From the application description excerpt, set down verbatim the passage starting at "DESCRIPTION OF THE" and ending at "application.".

- [EXTRACT PROVIDED]:
★ ★ ★ ★

DESCRIPTION OF THE APPLICATION
[0013] The description set forth below in connection with the
appended drawings is intended as a description of presently
preferred embodiments of the application and is not intended to
represent the only forms in which the present application can be
constructed and/or utilized. The description sets forth the
functions and the sequence of steps for constructing and operating
the application in connection with the illustrated embodiments. It
is to be understood, however, that the same or equivalent functions
and sequences can be accomplished by different embodiments that are
also intended to be encompassed within the spirit and scope of this
application.
[0014] Generally described, the present disclosure relates to
electronic devices. More specifically, this disclosure relates to
intelligent data sharing for advanced features on mobile platforms.

★ ★ ★ ★

- [PROVIDED DATA]:

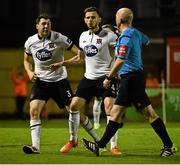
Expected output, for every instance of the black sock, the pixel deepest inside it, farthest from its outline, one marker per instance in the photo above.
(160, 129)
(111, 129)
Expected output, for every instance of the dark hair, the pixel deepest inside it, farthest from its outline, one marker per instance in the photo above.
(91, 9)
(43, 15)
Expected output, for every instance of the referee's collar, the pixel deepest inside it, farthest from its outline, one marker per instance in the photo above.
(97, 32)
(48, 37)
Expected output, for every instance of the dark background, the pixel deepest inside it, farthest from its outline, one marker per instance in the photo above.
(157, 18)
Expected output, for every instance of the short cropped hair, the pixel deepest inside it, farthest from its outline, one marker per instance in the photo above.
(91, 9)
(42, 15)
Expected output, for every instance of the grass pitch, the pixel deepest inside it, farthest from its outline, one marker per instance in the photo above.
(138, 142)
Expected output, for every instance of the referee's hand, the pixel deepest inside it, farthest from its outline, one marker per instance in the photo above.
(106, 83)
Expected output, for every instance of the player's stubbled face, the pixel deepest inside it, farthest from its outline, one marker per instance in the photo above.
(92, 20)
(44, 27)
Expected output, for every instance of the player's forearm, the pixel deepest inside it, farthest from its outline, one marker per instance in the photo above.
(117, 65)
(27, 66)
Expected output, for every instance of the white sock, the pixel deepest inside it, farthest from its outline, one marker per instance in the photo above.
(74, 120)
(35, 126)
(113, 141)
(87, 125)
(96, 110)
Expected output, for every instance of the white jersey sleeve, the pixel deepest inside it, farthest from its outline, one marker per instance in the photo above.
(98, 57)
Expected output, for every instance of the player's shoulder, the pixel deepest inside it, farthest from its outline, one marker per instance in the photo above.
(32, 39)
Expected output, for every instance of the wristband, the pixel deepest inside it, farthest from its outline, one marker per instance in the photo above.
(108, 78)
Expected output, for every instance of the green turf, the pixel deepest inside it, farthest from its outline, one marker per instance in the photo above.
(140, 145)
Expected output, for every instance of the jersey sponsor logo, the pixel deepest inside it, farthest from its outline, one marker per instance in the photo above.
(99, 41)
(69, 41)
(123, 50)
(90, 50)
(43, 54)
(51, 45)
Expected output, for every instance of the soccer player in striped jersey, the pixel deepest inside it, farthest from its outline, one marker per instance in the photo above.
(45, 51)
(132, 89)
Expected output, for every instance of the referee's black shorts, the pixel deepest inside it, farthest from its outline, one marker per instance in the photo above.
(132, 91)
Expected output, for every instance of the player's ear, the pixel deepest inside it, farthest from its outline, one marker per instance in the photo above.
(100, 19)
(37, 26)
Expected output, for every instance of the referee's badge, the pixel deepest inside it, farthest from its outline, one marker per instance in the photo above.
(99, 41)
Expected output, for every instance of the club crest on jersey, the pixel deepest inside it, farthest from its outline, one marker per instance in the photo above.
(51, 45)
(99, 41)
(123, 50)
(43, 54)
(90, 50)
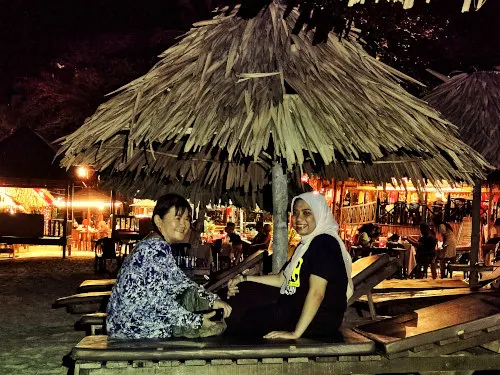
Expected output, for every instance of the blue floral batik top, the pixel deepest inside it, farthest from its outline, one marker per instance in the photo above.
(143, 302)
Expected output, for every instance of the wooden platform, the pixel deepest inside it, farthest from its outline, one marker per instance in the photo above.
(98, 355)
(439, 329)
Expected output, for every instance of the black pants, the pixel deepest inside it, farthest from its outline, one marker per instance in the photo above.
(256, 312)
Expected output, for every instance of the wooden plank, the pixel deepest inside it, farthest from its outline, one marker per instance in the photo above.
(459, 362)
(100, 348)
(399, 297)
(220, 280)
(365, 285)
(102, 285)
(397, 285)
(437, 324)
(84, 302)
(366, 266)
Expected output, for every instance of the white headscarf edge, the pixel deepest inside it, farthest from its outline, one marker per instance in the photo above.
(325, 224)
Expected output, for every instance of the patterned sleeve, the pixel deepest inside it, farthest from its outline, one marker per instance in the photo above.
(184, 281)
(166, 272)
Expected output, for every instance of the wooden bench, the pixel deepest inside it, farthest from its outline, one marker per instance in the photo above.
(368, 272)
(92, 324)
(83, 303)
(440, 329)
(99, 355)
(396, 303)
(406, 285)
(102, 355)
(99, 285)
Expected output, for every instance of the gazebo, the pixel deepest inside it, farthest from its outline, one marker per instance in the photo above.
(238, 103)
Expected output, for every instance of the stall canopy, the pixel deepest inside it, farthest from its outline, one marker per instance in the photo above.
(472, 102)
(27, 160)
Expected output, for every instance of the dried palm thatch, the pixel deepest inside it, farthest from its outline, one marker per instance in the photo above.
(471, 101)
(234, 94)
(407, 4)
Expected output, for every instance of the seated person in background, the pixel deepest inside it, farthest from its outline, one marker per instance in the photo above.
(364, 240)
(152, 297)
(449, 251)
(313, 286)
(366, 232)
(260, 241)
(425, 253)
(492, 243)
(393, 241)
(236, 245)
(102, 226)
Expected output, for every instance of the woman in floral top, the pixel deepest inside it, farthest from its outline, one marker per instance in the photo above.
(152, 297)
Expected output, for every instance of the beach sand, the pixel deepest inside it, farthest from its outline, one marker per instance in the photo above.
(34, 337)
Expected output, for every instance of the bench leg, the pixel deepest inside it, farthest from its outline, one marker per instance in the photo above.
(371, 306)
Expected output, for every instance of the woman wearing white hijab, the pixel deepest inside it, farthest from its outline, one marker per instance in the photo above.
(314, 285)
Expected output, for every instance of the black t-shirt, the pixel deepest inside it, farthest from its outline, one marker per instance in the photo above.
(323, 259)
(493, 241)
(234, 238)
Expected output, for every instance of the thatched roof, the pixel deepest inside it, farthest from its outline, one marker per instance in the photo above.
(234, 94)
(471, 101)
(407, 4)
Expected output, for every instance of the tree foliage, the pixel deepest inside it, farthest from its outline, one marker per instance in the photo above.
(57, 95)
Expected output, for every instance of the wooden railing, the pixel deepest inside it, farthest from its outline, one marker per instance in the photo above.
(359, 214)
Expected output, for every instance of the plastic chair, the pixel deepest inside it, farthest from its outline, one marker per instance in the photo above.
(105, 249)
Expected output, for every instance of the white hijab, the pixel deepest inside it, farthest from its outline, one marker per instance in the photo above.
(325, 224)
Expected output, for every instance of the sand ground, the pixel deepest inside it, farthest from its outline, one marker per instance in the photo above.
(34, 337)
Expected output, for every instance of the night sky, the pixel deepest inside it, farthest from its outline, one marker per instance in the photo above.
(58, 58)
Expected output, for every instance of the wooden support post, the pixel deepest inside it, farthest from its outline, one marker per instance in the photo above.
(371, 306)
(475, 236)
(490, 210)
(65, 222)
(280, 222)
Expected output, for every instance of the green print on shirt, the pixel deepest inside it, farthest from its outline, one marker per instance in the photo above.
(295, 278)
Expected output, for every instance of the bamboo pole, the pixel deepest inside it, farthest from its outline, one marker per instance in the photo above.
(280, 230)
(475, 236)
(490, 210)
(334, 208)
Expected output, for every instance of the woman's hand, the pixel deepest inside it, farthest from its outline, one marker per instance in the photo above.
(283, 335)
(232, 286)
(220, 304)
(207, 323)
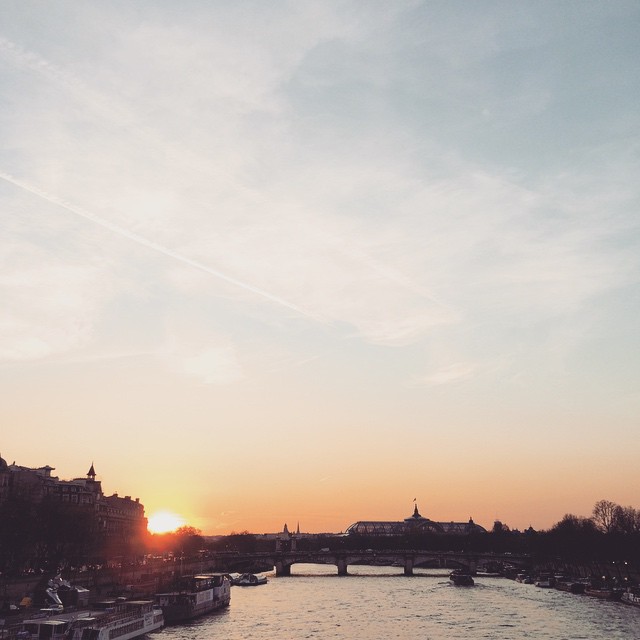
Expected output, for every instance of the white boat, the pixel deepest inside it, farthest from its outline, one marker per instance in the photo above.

★ ★ ★ ★

- [TASK OUTPUT]:
DESCRIPTION OF THE APPLICATION
[0013] The description set forth below in connection with the
appended drawings is intended as a description of presently
preferred embodiments of the application and is not intended to
represent the only forms in which the present application can be
constructed and/or utilized. The description sets forth the
functions and the sequence of steps for constructing and operating
the application in connection with the illustrated embodiments. It
is to be understood, however, that the same or equivalent functions
and sequences can be accomplished by different embodiments that are
also intended to be encompassed within the spirit and scope of this
application.